Functional Requirements

they should offer functionalities like “get” and “put”
“configurable services” - when instantiating the store, we should be able to choose between different consistency and availability models
we should always be able to write (a over c in cap theorem). so, we might not have strong consistency
“hardware heterogeneity” - we want to add servers with different capabilities easily. our system should easily accommodate this and balance workload according to its capacity

Non Functional Requirements

“scalability” - should run on enormous scale i.e. thousands of servers distributed geographically
important - can scale to 100 million rps with 5ms latency
“fault tolerance” - operate uninterrupted despite failure in servers and its components

API Design

get(key) - might return more than one value due to eventual consistency
put(key, value) - put the data. can also add metadata
for the value part, the flow is typically compression -> hashing -> encryption
hashing is done to perform integrity checks. encryption produces cipher text. encryption can produce different results for the same data, making hashes on them unreliable. so, we perform hashing before encryption
the key is typically like the primary key, while the value can be arbitrary binary data. e.g. dynamodb generates md5 hashes of the key, and then determines which replica to use for this specific key
use object storage for large values, and put links in the key value store

Scalability

if we use the typical hash(key) mod n method, we end up rebalancing a lot of keys
so, we use “consistent hashing” for scalability instead
“consistent hashing” - consider a ring of hashes from 0 to n-1
here, n is the number of available values for the hash
now, every node is assigned an id, its hash is calculated, and then it is mapped to this ring
now, the keys are assigned to the next node they can find when moving clockwise
when we add a node, the immediate next node is affected, as it needs to share its keys with this new node
advantage - effective rebalancing i.e. adding or removing nodes requires moving only a small number of keys
“virtual nodes” - instead of mapping a node to a single point, we point it to multiple points on the ring
we pass nodes through multiple hash functions. so the node is passed through 3 hash functions and placed on 3 spots on the ring, while the requests use only one hash. since the nodes have all been placed multiple times on the ring, the load becomes much more uniform, eliminating the issue of “hot partitions”

**SHORT EXERCISE 1**
List every line of the records that contains the string "tire", matching case exactly.

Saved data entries
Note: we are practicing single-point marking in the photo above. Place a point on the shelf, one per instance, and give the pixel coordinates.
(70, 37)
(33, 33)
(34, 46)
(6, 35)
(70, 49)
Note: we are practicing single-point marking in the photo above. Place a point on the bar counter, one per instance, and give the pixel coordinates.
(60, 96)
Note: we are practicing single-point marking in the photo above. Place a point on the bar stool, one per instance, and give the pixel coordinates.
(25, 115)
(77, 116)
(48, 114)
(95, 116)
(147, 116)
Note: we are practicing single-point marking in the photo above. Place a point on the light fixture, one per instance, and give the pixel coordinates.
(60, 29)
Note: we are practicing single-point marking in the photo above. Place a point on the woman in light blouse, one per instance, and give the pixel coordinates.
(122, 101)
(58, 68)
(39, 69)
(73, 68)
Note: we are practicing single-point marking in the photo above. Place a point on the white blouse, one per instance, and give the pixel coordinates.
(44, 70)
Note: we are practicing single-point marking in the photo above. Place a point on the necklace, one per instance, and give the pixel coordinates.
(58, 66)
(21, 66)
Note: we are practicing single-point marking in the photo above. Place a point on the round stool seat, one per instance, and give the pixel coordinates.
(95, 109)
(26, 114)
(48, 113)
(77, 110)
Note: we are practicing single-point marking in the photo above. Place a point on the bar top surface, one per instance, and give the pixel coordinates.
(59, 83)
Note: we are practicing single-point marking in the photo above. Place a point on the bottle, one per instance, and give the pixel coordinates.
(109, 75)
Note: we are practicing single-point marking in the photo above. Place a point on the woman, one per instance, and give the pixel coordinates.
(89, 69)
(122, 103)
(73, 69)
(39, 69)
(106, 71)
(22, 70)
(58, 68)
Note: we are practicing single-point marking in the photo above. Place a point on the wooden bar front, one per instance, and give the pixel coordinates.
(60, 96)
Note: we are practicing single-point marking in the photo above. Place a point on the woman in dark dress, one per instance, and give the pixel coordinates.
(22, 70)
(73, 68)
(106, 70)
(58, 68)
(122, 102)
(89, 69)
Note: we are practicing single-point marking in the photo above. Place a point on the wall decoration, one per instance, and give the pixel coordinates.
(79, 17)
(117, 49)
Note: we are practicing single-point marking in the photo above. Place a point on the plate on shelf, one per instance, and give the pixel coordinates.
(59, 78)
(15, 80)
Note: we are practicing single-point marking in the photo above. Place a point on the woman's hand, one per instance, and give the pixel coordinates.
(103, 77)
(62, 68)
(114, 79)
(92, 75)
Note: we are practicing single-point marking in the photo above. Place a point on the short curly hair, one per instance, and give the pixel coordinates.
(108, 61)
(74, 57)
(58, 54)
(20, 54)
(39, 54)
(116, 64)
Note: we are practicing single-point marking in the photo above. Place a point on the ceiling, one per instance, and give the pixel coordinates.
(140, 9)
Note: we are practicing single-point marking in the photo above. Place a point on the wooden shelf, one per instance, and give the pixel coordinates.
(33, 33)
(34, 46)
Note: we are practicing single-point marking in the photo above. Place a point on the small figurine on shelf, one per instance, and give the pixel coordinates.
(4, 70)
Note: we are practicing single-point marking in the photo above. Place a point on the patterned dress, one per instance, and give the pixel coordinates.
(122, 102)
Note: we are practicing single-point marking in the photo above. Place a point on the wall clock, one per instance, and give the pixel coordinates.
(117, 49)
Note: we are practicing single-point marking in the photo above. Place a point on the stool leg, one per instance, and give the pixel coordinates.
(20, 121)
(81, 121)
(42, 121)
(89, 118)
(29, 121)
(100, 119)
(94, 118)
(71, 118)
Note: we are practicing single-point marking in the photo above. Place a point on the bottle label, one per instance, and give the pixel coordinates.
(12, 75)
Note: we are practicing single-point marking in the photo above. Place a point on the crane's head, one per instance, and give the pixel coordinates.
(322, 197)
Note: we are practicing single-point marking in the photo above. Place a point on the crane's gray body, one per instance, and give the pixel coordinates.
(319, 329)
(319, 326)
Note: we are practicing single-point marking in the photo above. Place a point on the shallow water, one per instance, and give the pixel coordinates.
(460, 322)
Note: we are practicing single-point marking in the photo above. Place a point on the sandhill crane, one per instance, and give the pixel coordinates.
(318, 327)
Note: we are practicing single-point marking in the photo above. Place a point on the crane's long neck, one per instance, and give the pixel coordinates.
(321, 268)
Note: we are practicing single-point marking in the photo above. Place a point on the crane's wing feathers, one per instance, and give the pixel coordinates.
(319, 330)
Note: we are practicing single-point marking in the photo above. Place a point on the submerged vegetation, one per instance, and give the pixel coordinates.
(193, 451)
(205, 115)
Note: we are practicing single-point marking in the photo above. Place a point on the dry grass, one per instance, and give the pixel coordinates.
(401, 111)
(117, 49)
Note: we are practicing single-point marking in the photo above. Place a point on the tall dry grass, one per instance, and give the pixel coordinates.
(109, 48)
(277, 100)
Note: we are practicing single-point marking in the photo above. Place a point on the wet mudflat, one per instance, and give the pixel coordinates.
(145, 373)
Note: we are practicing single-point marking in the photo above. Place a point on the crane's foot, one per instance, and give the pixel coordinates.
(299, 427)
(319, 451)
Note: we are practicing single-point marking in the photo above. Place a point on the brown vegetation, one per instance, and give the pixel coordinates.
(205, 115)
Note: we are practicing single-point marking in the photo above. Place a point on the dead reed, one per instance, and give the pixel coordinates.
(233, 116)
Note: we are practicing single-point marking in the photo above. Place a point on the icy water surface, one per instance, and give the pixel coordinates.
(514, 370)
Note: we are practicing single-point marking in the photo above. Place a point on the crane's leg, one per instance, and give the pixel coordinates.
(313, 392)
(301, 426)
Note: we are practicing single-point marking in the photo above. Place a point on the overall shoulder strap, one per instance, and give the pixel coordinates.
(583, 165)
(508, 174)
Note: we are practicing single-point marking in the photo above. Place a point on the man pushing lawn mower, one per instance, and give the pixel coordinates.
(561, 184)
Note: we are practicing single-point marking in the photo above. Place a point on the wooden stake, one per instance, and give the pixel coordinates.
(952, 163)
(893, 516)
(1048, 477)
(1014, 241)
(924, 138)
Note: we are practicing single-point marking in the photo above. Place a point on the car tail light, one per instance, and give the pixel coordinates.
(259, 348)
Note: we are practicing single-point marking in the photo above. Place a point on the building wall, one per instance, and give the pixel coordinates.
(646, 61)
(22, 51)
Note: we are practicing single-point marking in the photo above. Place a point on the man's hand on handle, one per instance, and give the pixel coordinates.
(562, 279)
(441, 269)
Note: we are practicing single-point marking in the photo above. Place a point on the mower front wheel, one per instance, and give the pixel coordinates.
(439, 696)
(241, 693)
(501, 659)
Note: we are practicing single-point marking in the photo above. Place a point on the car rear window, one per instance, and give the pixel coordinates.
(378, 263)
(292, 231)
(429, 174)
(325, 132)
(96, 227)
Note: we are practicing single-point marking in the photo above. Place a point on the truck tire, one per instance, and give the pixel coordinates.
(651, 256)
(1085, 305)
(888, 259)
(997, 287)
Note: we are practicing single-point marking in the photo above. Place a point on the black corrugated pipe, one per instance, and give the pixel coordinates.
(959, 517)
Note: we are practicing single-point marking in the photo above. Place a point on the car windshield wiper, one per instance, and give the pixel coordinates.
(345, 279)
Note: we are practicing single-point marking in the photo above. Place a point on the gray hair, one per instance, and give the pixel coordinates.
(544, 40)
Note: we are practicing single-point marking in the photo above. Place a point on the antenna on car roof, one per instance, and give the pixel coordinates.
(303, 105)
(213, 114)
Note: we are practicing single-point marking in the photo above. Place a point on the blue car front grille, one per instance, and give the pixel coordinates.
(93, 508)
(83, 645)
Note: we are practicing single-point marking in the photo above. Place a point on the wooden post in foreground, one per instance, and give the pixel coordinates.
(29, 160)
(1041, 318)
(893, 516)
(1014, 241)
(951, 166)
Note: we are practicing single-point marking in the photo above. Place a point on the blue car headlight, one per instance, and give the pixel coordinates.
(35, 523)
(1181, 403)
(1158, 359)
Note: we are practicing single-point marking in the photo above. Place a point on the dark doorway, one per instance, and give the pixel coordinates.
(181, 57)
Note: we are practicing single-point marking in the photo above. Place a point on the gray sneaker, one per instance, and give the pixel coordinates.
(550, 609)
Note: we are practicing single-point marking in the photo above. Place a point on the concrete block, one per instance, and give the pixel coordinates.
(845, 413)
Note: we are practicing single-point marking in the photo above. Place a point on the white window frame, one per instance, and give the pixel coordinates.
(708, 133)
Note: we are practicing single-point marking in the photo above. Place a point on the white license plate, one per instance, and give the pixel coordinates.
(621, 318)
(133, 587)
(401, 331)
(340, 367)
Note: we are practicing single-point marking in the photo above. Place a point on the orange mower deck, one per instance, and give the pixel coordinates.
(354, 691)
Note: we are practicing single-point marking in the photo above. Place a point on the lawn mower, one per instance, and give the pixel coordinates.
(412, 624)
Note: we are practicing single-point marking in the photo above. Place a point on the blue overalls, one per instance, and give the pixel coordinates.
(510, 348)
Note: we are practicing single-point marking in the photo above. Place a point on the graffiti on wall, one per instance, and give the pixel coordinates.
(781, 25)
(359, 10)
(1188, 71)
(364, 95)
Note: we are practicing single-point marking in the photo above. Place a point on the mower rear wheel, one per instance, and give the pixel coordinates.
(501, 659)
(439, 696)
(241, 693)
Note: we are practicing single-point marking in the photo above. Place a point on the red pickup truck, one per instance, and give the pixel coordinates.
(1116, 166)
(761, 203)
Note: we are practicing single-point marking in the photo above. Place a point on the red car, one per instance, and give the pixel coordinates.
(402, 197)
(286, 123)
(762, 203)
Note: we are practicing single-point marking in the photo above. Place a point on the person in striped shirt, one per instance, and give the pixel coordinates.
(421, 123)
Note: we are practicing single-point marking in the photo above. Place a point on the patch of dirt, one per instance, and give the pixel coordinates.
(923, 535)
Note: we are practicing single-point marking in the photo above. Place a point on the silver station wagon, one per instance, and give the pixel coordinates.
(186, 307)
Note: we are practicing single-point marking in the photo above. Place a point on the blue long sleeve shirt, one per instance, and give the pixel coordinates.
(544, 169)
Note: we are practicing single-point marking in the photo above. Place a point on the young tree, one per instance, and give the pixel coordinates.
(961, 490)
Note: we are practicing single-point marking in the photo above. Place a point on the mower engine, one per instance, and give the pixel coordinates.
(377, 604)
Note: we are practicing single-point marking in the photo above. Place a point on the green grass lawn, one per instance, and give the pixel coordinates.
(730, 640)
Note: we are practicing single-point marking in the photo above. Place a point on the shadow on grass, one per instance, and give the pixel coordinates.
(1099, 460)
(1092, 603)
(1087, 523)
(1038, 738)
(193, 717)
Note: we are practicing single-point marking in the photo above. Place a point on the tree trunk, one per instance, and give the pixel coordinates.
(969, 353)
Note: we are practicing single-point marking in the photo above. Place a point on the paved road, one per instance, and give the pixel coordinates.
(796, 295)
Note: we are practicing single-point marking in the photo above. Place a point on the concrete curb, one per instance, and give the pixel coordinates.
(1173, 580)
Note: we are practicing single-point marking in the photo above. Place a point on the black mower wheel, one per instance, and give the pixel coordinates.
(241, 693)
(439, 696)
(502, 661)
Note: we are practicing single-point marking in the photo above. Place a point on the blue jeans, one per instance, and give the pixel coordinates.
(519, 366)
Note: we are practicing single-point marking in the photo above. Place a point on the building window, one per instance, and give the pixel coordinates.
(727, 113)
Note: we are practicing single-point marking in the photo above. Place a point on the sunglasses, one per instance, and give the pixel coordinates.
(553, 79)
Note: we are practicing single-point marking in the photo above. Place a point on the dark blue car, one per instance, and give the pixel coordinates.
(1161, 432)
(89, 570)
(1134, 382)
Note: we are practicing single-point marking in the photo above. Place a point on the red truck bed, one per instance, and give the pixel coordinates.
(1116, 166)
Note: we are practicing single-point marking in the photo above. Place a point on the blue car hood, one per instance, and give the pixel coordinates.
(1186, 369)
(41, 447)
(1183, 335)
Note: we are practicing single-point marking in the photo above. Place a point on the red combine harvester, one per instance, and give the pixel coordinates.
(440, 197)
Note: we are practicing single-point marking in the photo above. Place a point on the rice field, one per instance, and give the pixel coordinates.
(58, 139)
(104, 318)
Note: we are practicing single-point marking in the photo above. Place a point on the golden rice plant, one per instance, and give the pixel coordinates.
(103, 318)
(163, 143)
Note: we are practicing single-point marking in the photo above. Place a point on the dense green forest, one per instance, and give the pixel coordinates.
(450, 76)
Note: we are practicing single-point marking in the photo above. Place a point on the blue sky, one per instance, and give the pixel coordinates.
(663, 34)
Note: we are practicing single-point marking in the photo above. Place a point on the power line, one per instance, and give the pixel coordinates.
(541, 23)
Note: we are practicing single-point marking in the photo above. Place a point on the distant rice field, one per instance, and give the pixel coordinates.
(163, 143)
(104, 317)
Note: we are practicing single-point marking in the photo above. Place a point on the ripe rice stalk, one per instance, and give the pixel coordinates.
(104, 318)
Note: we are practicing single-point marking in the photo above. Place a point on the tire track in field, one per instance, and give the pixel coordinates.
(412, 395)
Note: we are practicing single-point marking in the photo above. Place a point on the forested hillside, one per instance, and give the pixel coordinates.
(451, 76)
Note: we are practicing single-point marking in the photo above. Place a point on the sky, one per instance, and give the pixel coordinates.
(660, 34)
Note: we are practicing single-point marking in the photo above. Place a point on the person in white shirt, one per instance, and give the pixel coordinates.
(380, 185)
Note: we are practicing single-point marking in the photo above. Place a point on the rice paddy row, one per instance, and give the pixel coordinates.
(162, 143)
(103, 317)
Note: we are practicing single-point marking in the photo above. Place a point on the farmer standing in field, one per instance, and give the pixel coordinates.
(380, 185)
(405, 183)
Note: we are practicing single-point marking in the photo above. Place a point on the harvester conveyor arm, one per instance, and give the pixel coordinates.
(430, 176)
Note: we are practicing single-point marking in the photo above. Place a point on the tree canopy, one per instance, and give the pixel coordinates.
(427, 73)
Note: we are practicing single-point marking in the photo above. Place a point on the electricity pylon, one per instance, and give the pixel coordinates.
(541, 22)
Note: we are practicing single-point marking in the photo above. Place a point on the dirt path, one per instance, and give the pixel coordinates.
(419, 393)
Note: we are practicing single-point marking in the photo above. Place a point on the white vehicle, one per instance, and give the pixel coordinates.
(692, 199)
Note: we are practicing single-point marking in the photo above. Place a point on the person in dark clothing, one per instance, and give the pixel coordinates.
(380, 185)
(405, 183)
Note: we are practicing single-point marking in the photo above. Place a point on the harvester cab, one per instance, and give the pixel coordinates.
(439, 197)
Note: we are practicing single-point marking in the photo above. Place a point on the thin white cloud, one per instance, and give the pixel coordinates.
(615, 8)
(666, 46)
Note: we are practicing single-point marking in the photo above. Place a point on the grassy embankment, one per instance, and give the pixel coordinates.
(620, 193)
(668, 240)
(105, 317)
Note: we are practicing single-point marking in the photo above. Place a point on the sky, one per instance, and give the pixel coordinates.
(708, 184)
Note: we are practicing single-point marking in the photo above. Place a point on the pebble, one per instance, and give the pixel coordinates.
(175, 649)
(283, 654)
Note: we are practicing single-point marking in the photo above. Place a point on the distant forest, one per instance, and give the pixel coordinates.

**SHORT EXERCISE 2**
Continue the key-value store design notes from where they stop.

**EXERCISE RESPONSE 1**
Note: we are practicing single-point marking in the photo above. Place a point on the truck tire, one per instance, and give the pixel coordinates.
Note: we are practicing single-point marking in the photo above. Place a point on the tire track in field, one per instance, and give the pixel coordinates.

**EXERCISE RESPONSE 2**
nodes with more capabilities can take up more virtual nodes / be passed through more hash functions so that they take up more spots on the ring (recall the functional requirement of “heterogeneity”)

Availability

we can use the single leader / primary secondary replication we discussed here
issue - while it helps scale reads, it does not fulfil the functional requirement “always able to write”
so, we use “peer to peer / leaderless replication” instead
we configure the “replication factor” upfront when instantiating the store. let us call it “n”
now, the write is assigned to a “coordinator node” - imagine the consistent hashing ring. the key is assigned to the next node clockwise. this node is called the “coordinator node”
this coordinator node then replicates the data to the next n-1 nodes clockwise
these lists of successor virtual nodes are called “preference lists”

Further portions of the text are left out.